The problem - The data beneath this task is to be duplicated exactly, in its entirety.

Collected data
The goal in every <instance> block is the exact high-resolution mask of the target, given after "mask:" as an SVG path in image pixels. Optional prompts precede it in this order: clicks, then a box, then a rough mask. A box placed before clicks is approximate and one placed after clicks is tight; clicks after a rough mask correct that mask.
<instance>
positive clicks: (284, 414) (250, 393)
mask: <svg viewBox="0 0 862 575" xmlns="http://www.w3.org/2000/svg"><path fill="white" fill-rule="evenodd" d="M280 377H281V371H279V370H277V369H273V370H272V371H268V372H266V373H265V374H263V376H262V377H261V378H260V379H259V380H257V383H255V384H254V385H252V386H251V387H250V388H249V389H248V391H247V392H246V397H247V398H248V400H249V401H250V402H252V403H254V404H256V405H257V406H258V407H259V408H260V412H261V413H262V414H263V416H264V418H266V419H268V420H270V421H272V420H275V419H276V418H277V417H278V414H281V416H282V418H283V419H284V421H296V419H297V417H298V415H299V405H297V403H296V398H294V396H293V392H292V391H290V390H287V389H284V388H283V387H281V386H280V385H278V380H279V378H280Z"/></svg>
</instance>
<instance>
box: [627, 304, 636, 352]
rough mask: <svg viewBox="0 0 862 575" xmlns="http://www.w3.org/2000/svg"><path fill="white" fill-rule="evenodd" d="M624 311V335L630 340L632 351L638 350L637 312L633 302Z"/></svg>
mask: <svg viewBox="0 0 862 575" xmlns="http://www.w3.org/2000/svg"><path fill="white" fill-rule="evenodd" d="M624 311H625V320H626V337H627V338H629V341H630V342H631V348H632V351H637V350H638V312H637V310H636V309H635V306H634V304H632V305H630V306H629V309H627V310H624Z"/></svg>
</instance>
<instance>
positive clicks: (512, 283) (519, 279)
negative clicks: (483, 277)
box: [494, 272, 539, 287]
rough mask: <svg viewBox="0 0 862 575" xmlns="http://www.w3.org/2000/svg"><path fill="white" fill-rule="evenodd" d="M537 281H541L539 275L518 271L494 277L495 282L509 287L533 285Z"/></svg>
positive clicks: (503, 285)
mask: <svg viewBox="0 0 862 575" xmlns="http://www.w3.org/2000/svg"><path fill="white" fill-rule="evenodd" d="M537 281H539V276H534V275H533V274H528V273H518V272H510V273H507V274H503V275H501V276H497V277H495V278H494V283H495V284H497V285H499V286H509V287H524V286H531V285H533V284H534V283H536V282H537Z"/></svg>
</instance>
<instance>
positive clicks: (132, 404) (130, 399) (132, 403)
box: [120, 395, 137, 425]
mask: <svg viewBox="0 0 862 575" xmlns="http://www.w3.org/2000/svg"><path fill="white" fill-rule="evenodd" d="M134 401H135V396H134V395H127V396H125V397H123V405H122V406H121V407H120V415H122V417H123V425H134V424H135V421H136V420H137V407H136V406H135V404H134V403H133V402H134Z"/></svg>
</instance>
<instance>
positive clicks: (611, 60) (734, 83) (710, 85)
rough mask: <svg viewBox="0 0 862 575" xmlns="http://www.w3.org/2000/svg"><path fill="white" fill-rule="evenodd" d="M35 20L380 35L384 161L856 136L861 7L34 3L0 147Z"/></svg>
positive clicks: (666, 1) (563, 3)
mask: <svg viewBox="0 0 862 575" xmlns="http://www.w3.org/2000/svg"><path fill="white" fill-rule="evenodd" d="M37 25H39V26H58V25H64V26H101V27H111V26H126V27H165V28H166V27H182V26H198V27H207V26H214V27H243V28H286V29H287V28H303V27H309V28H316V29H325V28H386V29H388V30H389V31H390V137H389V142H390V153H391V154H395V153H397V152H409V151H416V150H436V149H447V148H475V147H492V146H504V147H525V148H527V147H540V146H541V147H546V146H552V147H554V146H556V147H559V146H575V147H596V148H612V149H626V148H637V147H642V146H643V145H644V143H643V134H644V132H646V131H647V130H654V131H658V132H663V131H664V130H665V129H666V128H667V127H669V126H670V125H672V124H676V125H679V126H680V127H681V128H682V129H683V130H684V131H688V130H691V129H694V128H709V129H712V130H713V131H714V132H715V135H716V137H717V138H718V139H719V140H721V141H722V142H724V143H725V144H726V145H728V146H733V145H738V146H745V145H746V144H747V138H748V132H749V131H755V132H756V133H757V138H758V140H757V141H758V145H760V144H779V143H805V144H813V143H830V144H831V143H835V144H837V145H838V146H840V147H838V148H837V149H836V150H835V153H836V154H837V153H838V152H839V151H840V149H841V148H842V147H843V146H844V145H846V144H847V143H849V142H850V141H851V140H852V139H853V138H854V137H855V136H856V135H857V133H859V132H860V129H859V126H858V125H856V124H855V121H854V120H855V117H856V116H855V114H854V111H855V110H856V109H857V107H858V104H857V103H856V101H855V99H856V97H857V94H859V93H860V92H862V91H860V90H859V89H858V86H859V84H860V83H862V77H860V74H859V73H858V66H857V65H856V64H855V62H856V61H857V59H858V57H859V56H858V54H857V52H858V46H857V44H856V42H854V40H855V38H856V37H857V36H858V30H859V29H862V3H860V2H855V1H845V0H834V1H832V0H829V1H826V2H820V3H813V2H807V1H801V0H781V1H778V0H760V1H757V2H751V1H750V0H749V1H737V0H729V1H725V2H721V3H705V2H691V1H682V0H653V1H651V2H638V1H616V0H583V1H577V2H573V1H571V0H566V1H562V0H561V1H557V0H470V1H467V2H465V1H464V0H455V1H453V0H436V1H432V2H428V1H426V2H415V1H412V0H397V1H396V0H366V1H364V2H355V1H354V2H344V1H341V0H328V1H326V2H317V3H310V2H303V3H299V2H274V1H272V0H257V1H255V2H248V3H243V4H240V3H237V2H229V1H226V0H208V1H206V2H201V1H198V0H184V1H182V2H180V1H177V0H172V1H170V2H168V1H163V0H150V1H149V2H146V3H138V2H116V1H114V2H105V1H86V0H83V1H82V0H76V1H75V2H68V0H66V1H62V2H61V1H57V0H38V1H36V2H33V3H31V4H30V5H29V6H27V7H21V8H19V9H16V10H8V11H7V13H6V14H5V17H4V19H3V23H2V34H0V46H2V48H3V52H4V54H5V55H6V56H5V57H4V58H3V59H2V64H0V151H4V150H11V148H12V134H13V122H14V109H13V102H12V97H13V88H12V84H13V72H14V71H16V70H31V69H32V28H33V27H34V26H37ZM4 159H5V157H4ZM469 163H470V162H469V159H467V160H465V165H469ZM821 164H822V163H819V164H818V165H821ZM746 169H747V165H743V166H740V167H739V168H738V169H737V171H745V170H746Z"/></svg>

Answer below -
The goal in every <instance> block is the exact high-resolution mask of the target, given after "mask:" as an SVG path in image pixels. Optional prompts precede it in this order: clicks, then a box, then a rough mask. A box placed before clicks is approximate and one placed after clicks is tight; clicks after a rough mask correct that mask.
<instance>
positive clicks: (284, 414) (250, 393)
mask: <svg viewBox="0 0 862 575" xmlns="http://www.w3.org/2000/svg"><path fill="white" fill-rule="evenodd" d="M280 377H281V371H279V370H277V369H273V370H272V371H268V372H266V373H265V374H263V376H262V377H261V378H260V379H259V380H257V383H255V384H254V385H252V386H251V387H250V388H249V389H248V391H247V392H246V397H247V398H248V400H249V401H250V402H252V403H254V404H256V405H257V406H258V407H259V408H260V412H261V413H262V414H263V416H264V418H266V419H268V420H270V421H272V420H275V419H276V418H277V417H278V414H281V416H282V418H283V419H284V421H296V419H297V417H298V415H299V405H297V403H296V398H294V396H293V392H292V391H290V390H287V389H284V388H283V387H281V386H280V385H278V380H279V378H280Z"/></svg>
</instance>
<instance>
box: [627, 304, 636, 352]
rough mask: <svg viewBox="0 0 862 575" xmlns="http://www.w3.org/2000/svg"><path fill="white" fill-rule="evenodd" d="M624 311V335L630 340L632 351L638 350L637 312L633 302Z"/></svg>
mask: <svg viewBox="0 0 862 575" xmlns="http://www.w3.org/2000/svg"><path fill="white" fill-rule="evenodd" d="M624 311H625V320H626V337H627V338H629V341H630V342H631V348H632V351H637V350H638V312H637V310H636V309H635V306H634V304H632V305H630V306H629V309H627V310H624Z"/></svg>
</instance>
<instance>
positive clicks: (512, 283) (519, 279)
negative clicks: (483, 277)
box: [494, 272, 539, 287]
rough mask: <svg viewBox="0 0 862 575" xmlns="http://www.w3.org/2000/svg"><path fill="white" fill-rule="evenodd" d="M537 281H541L539 275L518 271L494 277L495 282L509 287L533 285Z"/></svg>
positive clicks: (503, 285)
mask: <svg viewBox="0 0 862 575" xmlns="http://www.w3.org/2000/svg"><path fill="white" fill-rule="evenodd" d="M537 281H539V276H534V275H533V274H528V273H518V272H510V273H507V274H503V275H501V276H497V277H495V278H494V283H495V284H497V285H499V286H509V287H524V286H531V285H533V284H534V283H536V282H537Z"/></svg>
</instance>
<instance>
positive clicks: (132, 404) (130, 399) (132, 403)
box: [120, 395, 137, 425]
mask: <svg viewBox="0 0 862 575" xmlns="http://www.w3.org/2000/svg"><path fill="white" fill-rule="evenodd" d="M134 401H135V396H134V395H127V396H125V397H123V405H122V406H121V407H120V415H122V417H123V425H134V424H135V421H136V420H137V407H136V406H135V404H134V403H133V402H134Z"/></svg>
</instance>
<instance>
positive clicks: (611, 60) (734, 83) (710, 85)
rough mask: <svg viewBox="0 0 862 575" xmlns="http://www.w3.org/2000/svg"><path fill="white" fill-rule="evenodd" d="M35 20L380 35L384 161L856 136L861 7L34 3L0 147Z"/></svg>
positive clicks: (666, 1) (563, 3)
mask: <svg viewBox="0 0 862 575" xmlns="http://www.w3.org/2000/svg"><path fill="white" fill-rule="evenodd" d="M37 25H39V26H58V25H64V26H101V27H111V26H126V27H165V28H166V27H182V26H198V27H207V26H214V27H243V28H286V29H287V28H303V27H309V28H316V29H325V28H386V29H388V30H389V31H390V137H389V142H390V153H391V154H395V153H397V152H409V151H416V150H436V149H447V148H475V147H492V146H504V147H525V148H527V147H540V146H541V147H546V146H552V147H554V146H556V147H559V146H575V147H596V148H612V149H626V148H637V147H642V146H643V145H644V143H643V134H644V132H646V131H647V130H654V131H658V132H663V131H664V130H665V129H666V128H667V127H669V126H670V125H672V124H676V125H679V126H680V127H681V128H682V129H683V130H684V131H688V130H691V129H694V128H709V129H712V130H713V131H714V132H715V135H716V137H717V138H718V139H719V140H721V141H722V142H724V143H725V144H726V145H728V146H733V145H738V146H745V145H746V144H747V138H748V132H749V131H755V132H756V133H757V138H758V140H757V141H758V145H760V144H779V143H805V144H813V143H830V144H831V143H835V144H837V145H838V146H840V147H838V148H837V149H836V150H835V153H836V154H837V153H838V152H839V151H840V149H841V148H842V147H843V146H844V145H846V144H847V143H849V142H850V141H851V140H852V139H853V138H854V137H855V136H856V135H857V133H859V132H860V129H859V126H858V125H856V124H855V121H854V120H855V117H856V116H855V114H854V111H855V110H856V109H857V107H858V104H857V103H856V101H855V99H856V97H857V94H859V93H860V92H862V91H860V90H859V89H858V86H859V84H860V83H862V77H860V74H859V73H858V66H857V65H856V64H855V62H856V61H857V59H858V57H859V56H858V54H857V52H858V46H857V44H856V42H854V40H855V38H856V37H857V36H858V30H859V29H862V3H860V2H855V1H845V0H834V1H832V0H829V1H826V2H820V3H813V2H807V1H801V0H781V1H778V0H760V1H757V2H751V1H750V0H749V1H737V0H729V1H725V2H721V3H705V2H691V1H682V0H653V1H651V2H638V1H616V0H583V1H577V2H573V1H571V0H566V1H562V0H561V1H557V0H470V1H467V2H465V1H464V0H455V1H453V0H436V1H432V2H428V1H426V2H415V1H412V0H397V1H396V0H366V1H364V2H355V1H354V2H344V1H341V0H328V1H326V2H317V3H310V2H303V3H299V2H274V1H272V0H257V1H255V2H248V3H243V4H240V3H237V2H229V1H226V0H208V1H206V2H201V1H198V0H184V1H182V2H180V1H177V0H172V1H170V2H168V1H163V0H150V1H149V2H146V3H138V2H116V1H114V2H105V1H86V0H83V1H82V0H76V1H75V2H68V0H66V1H62V2H61V1H57V0H38V1H36V2H33V3H31V4H30V5H29V6H27V7H21V8H19V9H16V10H8V11H7V13H6V14H5V17H4V19H3V23H2V34H0V46H2V48H3V52H4V54H5V55H6V56H5V57H4V58H3V59H2V64H0V151H4V150H11V148H12V134H13V122H14V109H13V102H12V97H13V88H12V84H13V72H14V71H16V70H31V69H32V28H33V27H34V26H37ZM4 159H5V157H4ZM469 163H470V162H469V159H467V160H465V165H469ZM821 164H822V163H819V164H818V165H821ZM746 169H747V165H743V166H740V167H739V168H738V169H737V171H745V170H746Z"/></svg>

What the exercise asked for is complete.